▶ _Records provided_
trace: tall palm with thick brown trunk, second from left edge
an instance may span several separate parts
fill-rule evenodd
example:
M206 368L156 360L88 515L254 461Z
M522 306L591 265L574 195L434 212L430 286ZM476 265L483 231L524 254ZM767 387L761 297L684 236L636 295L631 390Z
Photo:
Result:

==

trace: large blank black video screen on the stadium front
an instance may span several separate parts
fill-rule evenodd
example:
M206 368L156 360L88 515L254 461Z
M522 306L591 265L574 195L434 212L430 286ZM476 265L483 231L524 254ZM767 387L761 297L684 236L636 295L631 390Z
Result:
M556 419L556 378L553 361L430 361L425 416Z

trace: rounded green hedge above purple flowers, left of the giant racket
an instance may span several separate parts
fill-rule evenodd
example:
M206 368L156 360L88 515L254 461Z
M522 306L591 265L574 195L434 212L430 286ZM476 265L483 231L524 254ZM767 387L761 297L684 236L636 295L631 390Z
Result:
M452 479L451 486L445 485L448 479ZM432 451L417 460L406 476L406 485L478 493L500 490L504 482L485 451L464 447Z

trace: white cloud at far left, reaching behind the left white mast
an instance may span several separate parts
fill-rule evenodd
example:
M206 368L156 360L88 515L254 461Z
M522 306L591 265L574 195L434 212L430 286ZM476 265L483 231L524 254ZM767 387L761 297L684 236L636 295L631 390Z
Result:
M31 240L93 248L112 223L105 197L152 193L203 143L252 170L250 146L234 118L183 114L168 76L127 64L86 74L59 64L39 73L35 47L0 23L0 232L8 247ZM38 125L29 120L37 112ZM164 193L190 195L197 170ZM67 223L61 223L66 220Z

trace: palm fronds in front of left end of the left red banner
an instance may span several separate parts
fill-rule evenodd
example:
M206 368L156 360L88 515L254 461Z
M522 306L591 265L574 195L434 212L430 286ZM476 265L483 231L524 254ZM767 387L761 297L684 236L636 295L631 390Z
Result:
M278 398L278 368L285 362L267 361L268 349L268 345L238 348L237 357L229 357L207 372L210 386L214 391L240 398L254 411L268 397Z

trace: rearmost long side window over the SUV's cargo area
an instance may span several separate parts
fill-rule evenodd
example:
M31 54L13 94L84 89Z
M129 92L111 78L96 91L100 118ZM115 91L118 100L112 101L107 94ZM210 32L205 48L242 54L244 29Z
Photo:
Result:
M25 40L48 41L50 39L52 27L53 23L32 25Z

* * *

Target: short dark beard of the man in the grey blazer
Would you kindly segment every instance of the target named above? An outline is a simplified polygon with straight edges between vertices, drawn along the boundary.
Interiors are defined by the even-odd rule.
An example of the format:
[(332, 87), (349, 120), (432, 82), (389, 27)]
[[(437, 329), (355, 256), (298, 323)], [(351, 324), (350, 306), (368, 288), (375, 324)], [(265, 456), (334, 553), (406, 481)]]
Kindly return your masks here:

▶ _Your assignment_
In the material above, show every line where the word "palm" turns up.

▶ _Result of the task_
trace: tall palm with thick brown trunk, second from left edge
trace: palm fronds in front of left end of the left red banner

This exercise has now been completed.